— start of SUPPLIED DATA —

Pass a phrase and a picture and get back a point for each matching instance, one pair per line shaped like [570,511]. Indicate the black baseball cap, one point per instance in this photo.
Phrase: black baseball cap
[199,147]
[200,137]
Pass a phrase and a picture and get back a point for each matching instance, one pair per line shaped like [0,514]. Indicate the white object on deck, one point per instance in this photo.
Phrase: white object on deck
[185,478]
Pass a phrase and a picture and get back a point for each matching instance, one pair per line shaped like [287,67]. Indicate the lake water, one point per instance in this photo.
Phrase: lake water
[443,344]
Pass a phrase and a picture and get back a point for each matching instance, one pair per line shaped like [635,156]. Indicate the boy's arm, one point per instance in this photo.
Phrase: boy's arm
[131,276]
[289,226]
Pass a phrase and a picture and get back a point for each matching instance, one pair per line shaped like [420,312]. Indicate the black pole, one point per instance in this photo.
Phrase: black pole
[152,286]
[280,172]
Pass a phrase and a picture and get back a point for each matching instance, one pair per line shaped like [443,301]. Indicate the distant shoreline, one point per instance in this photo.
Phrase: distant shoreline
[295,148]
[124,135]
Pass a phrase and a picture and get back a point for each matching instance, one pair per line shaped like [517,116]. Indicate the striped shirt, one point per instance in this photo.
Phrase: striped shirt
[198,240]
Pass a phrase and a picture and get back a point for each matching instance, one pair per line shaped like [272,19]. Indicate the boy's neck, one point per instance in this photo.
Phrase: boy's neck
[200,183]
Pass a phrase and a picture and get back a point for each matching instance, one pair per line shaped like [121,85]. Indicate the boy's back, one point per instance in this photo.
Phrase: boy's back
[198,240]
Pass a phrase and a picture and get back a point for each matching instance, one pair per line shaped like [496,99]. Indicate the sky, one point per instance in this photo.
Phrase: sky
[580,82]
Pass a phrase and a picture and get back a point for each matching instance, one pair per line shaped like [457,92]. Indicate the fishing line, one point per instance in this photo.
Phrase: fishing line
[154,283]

— end of SUPPLIED DATA —

■ **SHORT EXERCISE**:
Rewrite all of the items above, substituting "Mark" for each occurrence of "Indicate" and keeping everything else the same.

■ **FULL ANSWER**:
Pass a phrase and a picture and get back a point for each matching instance, one pair per line shaped like [570,511]. Mark the black baseball cap, one point per instance in this photo.
Phrase: black baseball cap
[199,147]
[200,137]
Pass a phrase and a picture and get back a point for each matching instance, one pair per line shaped like [0,514]. Mark the white object on deck, one point per instance in this photo.
Phrase: white object on deck
[185,478]
Pass a phrase and a picture and get back a point for each matching instance, one pair per line shaped like [287,67]. Mark the lake water, one point per instance in this photo.
Phrase: lake water
[443,344]
Pass a phrase and a picture and get back a point for each matching instance, one pair per line shaped like [635,156]. Mark the boy's arm, one point per instance in this photo.
Phrase: boy's arm
[131,276]
[289,226]
Pass a phrase and a picture and get back a point for each matching instance, one pair per line shaped like [420,312]. Mark the black pole, one point per instance in this photo.
Phrase: black pole
[152,286]
[280,172]
Pass a phrase and a picture and get back a point for each matching instance, one pair per line shaped like [443,301]. Mark the distant shoreline, one point per instance in this photo.
Phrase: distant shoreline
[295,148]
[124,135]
Pass a phrase and a picture and get back a point for each matching instance, one pair per line shaped like [517,116]. Mark the striped shirt, one point per instance in this photo.
Phrase: striped shirt
[198,240]
Pass a phrase and a picture and get back a point for each matching instance, one pair per line shaped like [272,19]. Mark the boy's neck, one point per instance in this photo.
Phrase: boy's neck
[200,183]
Pass a phrase and a picture and get back a point for each matching instance, one pair per line shaped like [121,85]. Mark the boy's back, one point per instance in this photo.
Phrase: boy's back
[198,240]
Pass a phrase and a picture and get back a point for each matching instance, one pair per line shaped like [496,99]. Mark the sky, one point per instance in this photo.
Phrase: sky
[580,82]
Pass a phrase and a picture and get back a point for each matching instance, one pair per line shaped like [457,92]. Mark the fishing line, one point per instance in this photo.
Phrase: fishing line
[154,283]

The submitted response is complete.